+++ ENTRIES SHOWN

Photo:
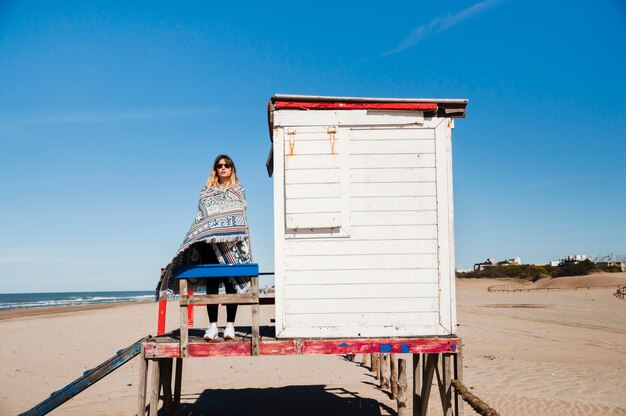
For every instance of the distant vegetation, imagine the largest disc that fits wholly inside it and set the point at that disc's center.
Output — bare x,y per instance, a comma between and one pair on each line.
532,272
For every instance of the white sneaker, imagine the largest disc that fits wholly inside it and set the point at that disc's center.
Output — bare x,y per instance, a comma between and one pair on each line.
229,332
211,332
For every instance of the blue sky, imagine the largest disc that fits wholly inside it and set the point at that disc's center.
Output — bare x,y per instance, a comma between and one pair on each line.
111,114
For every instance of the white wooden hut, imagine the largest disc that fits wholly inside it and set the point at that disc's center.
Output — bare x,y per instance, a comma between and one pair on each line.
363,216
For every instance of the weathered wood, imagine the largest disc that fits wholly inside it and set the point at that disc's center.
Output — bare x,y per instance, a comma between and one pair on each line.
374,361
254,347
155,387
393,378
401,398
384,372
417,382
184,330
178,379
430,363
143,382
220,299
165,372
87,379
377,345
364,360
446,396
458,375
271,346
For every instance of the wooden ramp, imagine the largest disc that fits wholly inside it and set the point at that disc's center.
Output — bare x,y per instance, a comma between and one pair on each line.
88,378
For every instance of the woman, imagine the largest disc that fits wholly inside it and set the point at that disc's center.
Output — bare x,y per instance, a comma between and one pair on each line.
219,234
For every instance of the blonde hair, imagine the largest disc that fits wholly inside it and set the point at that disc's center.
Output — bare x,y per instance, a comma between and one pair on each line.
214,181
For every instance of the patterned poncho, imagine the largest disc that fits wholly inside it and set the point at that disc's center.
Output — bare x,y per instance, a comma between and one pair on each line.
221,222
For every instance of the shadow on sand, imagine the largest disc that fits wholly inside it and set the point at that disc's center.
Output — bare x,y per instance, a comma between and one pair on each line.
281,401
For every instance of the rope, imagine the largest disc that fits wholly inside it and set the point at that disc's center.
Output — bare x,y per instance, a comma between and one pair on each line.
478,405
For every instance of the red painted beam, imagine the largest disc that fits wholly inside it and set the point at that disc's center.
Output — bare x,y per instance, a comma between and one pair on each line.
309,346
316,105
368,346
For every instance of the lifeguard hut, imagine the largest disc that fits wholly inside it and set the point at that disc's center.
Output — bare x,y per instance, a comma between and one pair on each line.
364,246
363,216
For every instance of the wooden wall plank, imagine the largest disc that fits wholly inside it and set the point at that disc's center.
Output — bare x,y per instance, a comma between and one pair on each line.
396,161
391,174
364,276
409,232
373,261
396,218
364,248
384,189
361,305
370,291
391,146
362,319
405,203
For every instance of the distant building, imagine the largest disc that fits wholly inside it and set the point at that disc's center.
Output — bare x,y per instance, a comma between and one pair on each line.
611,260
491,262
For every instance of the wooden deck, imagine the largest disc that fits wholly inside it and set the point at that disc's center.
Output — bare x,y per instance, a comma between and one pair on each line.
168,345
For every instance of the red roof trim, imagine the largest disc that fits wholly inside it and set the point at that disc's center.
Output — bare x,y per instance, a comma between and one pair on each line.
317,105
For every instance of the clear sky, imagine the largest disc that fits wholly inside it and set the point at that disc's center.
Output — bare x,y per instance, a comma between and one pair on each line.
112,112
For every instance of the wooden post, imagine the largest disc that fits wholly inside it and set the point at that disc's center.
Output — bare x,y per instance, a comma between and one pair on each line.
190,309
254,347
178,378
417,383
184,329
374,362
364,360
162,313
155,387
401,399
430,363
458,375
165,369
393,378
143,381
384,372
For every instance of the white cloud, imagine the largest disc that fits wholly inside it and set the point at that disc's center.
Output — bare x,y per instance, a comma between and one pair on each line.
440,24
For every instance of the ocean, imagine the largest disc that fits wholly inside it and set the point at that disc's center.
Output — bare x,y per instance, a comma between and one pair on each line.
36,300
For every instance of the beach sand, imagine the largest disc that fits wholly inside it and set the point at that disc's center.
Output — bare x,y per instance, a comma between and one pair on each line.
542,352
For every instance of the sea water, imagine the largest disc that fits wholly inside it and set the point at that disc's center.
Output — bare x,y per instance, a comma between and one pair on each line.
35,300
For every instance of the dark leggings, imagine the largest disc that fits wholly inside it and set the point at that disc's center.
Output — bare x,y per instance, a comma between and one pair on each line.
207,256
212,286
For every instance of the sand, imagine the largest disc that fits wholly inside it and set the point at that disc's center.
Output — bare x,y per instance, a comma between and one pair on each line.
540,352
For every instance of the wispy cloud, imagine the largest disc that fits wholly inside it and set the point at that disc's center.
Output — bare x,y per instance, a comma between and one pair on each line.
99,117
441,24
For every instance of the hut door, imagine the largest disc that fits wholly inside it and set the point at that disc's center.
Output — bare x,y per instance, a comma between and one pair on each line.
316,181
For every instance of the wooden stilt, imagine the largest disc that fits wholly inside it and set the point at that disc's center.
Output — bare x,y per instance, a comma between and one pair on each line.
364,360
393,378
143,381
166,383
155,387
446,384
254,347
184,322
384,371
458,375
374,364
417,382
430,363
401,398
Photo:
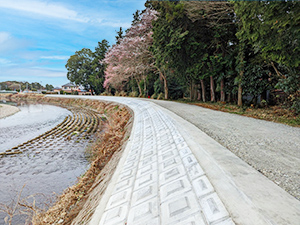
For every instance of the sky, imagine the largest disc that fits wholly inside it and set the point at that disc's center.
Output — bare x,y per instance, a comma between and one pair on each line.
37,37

++++++

*YOUR TASK*.
Scan the material for "cloud" and copy the lines that hold it.

*SOLUTION*.
For every instance of the white cloud, imagine the largest disc that fits wholly inside it and set the point at that disc's center.
For every instance of the wispy cloud, imagine the largest disc that fits wholly inside it and set the point at that disc's center.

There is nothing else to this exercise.